Bild: So mancher muslimischer Mann ist kein IS-Fan. Dieser Kurde zum Beispiel
Ein netter Kerl soll er gewesen sein. Ruhig, freundlich, unauffällig.
Vormittags ging er zur Realschule, nachmittags und am Wochenende kickte er
im Fußballverein. Erst bei Rot-Weiß Frankfurt, mit 16 dann in der B-Jugend
von Makkabi Frankfurt, dem größten jüdischen Sportverein bundesweit. Auf
seinem Trikot prangte die Nummer 14, dazu der Davidstern mit dem
Vereinsnamen in hebräischen Buchstaben. Kreshnik B. sei ein guter
Innenverteidiger gewesen, erinnert sich ein ehemaliger Teamkamerad.
Seit Mitte September steht Kreshnik B. vor der Staatsschutzkammer des
Frankfurter Oberlandesgerichts. Mitgliedschaft in einer ausländischen
terroristischen Vereinigung und Vorbereitung einer schweren
staatsgefährdenden Gewalttat, so lautet die Anklage. Kreshnik B. soll
Mitglied der Organisation „Islamischer Staat“ (IS) gewesen und für sie in
den Dschihad gezogen sein.
B. habe sich aus religiösen Gründen mit der Ideologie des IS identifiziert.
Er habe das syrische Regime stürzen und einen islamischen Gottesstaat unter
Geltung der Scharia schaffen wollen. „Er war bereit, für diese Ziele zu
sterben“, heißt es in der Anklageschrift. Es ist der erste Prozess gegen
einen deutschen IS-Kämpfer.
Am Freitag hielten Bundesanwaltschaft und Verteidiger ihre Plädoyers. Weil
er gestanden und ausführlich ausgesagt hat, drohen B. nur noch vier Jahre
und drei Monate Haft. Er sei aber mit seinen Wertvorstellungen noch nicht
wieder in Deutschland angekommen, sagte der Staatsanwalt. Auf die Frage
"Ist Kopfabhacken gut?" hatte B. im Prozess "Kommt drauf an, für welche
Sünde" geanwortet. Besorgt, sagte der Staatsanwalt, lasse ihn der Eindruck
der Verführbarkeit des Angeklagten zurück.
## Die Zahlen wieder einmal korrigiert
550 Menschen sollen nach Angaben des Verfassungsschutzes seit 2012 aus
Deutschland nach Syrien und in den Irak ausgereist sein, um für den IS zu
kämpfen. Die meisten von ihnen sind junge Deutsche mit
Migrationshintergrund. 180 der Kämpfer seien inzwischen nach Deutschland
zurückgekehrt. Behördenchef Hans-Georg Maaßen hat die Zahlen gerade nach
oben korrigiert. Wieder einmal.

### MATERIALINHALT
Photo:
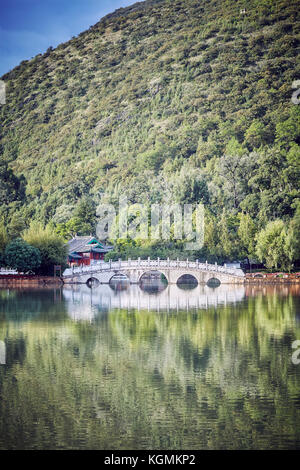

### DEINE AUFGABE
Schreibe den Bericht über den Frankfurter Prozess gegen Kreshnik B. im Anschluss an seinen letzten Satz weiter.

### ERGEBNIS DER ÜBUNG
Große Sorge bereiten ihm vor allem die Rückkehrer, Leute wie der 29-jährige
Mehdi Nemmouche. Der Franzose war nach einem einjährigen Syrienaufenthalt
im Mai über Frankfurt nach Brüssel gereist. Bei einem Anschlag auf das
jüdische Museum erschoss er vier Menschen. Als Reaktion auf Taten wie die
von Nemmouche hat die englische Regierung gerade angekündigt, ihre
Anti-Terror-Gesetze deutlich zu verschärfen. Der deutsche Justizminister
plant, die versuchte Ausreise mit dem Ziel, sich an schweren Gewalttaten im
Ausland zu beteiligen, unter Strafe zu stellen. Die Innenminister haben
sich darauf verständigt, den Entzug des Personalausweises zu ermöglichen,
um Ausreisen nach Syrien zu verhindern. Politiker der Union würde den
Ausgereisten am liebsten gleich die Staatsbürgerschaft entziehen.
Sie alle aber sind ratlos bei der Frage: Warum sind Jugendliche derart
fasziniert von der archaischen Gewalt des IS? Warum sind sie für Salafisten
überhaupt ansprechbar? Für jene Islamisten also, die den Islam verstehen
wie die Gefährten des Propheten Mohammed im siebten Jahrhundert und
unterschiedliche Deutungen des Korans strikt ablehnen? Was kann man gegen
die Radikalisierung dieser Jugendlichen tun? Und kann man Radikalisierte
ins normale gesellschaftliche Leben zurückführen?
## „Familien sind Teil der Lösung“
Ein Team von taz-AutorInnen hat sich in Deutschland und Österreich die
Spurensuche begeben. Für die Titelgeschichte der [1][taz. am wochenende vom
29./30. November] haben sie junge Männer besucht, die der „Islamische
Staat“ fasziniert, die kämpfen wollen. Sie sind auf Richter gestoßen, die
verstehen wollen, und vor der Frage stehen: Ist der junge Mann auf der
Anklagebank in etwas hineingeraten und will wieder hinaus? Oder könnte er
eine Gefahr für die Gesellschaft sein? Sie haben Pädagogen getroffen, die
versuchen, junge Islamisten ins normale Leben zurück zu führen. Und eine
Familie, die um ihren Sohn kämpft.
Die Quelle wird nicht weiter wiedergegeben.